__Exercise instructions__
Please retype the stretch from the start of the rows below through the line that contains "positive clicks: (197, 185)", changing nothing.

Collected data
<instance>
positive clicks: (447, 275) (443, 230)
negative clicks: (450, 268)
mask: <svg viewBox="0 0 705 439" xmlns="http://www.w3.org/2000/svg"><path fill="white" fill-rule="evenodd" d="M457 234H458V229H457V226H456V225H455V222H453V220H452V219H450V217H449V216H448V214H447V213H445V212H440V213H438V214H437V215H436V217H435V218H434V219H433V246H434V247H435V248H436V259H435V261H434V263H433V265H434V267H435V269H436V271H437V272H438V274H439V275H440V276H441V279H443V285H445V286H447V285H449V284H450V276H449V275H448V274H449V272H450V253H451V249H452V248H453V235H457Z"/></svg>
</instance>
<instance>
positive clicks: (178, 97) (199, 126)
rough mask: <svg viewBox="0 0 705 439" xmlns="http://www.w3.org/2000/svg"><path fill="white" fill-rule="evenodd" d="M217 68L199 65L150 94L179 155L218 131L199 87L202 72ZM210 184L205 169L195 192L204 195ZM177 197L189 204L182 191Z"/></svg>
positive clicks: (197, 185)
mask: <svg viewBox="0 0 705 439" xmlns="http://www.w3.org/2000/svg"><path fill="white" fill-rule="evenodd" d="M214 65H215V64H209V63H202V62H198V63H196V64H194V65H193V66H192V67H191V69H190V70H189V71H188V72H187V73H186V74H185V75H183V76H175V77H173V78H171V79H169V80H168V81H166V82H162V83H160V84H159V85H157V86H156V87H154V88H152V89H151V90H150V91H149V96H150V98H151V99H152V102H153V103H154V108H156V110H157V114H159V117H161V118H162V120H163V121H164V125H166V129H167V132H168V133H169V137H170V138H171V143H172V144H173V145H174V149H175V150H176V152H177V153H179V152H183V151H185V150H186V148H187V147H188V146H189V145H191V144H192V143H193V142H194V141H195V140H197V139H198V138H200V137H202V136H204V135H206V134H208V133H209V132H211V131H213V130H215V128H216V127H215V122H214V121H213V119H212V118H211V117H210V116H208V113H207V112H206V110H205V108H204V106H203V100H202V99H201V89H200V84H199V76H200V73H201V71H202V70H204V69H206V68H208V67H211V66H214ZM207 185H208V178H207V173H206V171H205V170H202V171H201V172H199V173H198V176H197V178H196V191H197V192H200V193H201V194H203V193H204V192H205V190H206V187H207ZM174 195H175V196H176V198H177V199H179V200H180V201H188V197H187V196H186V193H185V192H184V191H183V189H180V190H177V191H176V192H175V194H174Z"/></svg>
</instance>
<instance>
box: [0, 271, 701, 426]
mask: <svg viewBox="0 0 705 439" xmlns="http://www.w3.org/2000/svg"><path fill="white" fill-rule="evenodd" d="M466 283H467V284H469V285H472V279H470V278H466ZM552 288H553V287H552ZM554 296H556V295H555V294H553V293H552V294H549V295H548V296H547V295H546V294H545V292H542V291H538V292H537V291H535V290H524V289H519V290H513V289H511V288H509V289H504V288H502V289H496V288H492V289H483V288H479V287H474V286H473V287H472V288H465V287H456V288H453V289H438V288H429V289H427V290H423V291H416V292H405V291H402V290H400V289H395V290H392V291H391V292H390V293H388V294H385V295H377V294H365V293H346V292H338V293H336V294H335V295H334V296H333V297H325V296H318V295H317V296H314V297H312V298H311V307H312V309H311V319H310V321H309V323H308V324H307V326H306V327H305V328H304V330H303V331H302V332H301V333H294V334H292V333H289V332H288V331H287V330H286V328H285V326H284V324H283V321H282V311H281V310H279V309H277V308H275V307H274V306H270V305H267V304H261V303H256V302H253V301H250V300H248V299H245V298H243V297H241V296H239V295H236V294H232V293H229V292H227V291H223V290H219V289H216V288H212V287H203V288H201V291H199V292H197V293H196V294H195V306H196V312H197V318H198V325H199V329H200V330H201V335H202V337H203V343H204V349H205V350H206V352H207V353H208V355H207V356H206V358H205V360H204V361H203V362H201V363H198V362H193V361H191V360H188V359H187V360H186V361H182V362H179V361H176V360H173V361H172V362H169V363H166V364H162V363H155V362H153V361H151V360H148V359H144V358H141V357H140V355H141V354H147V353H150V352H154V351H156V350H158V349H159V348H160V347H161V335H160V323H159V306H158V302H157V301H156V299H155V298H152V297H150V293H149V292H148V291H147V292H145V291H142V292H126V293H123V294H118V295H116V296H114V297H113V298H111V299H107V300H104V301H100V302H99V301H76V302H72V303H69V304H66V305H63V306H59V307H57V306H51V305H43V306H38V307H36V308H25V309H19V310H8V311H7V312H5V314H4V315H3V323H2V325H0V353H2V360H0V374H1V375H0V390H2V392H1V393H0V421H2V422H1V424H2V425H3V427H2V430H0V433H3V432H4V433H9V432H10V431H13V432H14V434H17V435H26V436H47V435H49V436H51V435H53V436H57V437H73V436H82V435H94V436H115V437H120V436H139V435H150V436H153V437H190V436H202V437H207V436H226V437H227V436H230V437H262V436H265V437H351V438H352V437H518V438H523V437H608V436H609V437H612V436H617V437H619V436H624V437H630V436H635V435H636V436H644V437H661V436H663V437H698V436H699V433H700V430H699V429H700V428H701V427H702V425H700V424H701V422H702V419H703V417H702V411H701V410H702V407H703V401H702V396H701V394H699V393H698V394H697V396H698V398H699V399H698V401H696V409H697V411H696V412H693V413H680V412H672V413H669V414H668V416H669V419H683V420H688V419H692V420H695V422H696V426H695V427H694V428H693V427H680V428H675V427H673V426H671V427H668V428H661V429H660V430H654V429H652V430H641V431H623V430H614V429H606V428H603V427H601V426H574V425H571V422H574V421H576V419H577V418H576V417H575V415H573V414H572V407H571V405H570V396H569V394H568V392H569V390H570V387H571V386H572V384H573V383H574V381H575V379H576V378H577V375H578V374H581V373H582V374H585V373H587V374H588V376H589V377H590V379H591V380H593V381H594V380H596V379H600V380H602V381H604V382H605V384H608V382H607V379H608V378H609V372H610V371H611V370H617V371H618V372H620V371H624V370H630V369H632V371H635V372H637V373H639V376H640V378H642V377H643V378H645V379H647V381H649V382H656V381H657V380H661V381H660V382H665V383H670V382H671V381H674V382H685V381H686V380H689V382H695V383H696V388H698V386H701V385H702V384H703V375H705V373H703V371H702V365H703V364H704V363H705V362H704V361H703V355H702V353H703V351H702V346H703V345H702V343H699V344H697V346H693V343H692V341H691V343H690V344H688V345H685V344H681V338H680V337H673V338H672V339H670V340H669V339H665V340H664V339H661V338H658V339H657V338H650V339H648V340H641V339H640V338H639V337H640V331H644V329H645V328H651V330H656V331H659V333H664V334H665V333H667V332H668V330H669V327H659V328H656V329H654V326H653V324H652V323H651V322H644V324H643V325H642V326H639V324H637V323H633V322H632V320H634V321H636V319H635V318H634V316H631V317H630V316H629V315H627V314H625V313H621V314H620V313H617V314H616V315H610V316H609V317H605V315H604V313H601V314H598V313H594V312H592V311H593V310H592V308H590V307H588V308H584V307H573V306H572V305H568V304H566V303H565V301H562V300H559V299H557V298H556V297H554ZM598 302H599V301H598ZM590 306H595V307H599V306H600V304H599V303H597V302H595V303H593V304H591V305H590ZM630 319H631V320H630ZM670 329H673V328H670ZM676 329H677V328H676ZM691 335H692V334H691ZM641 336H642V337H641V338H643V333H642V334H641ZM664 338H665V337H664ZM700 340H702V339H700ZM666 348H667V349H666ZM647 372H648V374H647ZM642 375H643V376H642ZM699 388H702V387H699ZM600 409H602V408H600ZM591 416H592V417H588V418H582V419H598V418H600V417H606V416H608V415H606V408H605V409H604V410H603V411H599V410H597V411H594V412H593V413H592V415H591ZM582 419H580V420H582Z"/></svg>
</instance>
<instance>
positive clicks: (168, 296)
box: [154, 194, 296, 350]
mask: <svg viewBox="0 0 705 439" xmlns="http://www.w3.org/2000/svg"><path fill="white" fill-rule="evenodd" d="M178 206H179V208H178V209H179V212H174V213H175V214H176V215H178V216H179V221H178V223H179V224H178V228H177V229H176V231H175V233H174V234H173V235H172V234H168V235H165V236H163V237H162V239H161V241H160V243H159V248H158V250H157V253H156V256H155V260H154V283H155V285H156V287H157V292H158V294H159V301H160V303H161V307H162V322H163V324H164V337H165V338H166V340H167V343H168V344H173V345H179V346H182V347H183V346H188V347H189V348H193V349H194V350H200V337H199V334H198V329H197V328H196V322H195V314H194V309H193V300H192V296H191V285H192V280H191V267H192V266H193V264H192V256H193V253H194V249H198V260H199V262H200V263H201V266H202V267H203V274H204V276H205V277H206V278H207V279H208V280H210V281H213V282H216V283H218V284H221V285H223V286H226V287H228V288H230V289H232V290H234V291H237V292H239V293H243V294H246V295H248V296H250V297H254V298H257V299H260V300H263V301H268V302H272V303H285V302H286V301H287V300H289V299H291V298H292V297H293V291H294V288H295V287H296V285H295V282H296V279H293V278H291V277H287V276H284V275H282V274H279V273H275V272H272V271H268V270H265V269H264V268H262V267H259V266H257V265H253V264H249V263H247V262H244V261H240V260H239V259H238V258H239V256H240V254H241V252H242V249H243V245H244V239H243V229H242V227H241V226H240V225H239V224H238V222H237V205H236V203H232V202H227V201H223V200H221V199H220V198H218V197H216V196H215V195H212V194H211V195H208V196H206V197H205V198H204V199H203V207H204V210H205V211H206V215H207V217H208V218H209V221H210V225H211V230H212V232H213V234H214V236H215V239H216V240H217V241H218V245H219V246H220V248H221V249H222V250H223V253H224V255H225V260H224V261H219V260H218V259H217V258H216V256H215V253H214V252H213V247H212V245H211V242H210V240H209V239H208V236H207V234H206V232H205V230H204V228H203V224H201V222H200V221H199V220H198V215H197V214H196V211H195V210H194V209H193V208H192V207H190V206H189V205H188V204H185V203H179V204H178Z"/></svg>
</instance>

__Expected output__
<instance>
positive clicks: (447, 275) (443, 230)
negative clicks: (450, 268)
mask: <svg viewBox="0 0 705 439" xmlns="http://www.w3.org/2000/svg"><path fill="white" fill-rule="evenodd" d="M457 234H458V229H457V226H456V225H455V222H453V220H452V219H450V217H449V216H448V214H447V213H445V212H440V213H438V214H437V215H436V217H435V218H434V219H433V246H434V247H435V248H436V259H435V261H434V263H433V265H434V267H435V269H436V271H437V272H438V274H439V275H440V276H441V279H443V285H445V286H447V285H449V284H450V276H449V275H448V274H449V272H450V253H451V249H452V248H453V235H457Z"/></svg>
</instance>
<instance>
positive clicks: (178, 97) (199, 126)
rough mask: <svg viewBox="0 0 705 439" xmlns="http://www.w3.org/2000/svg"><path fill="white" fill-rule="evenodd" d="M217 68L199 65L150 94L179 155L218 131L199 87L202 72ZM210 184L205 169L195 192L204 195ZM177 197L189 204L182 191Z"/></svg>
positive clicks: (197, 185)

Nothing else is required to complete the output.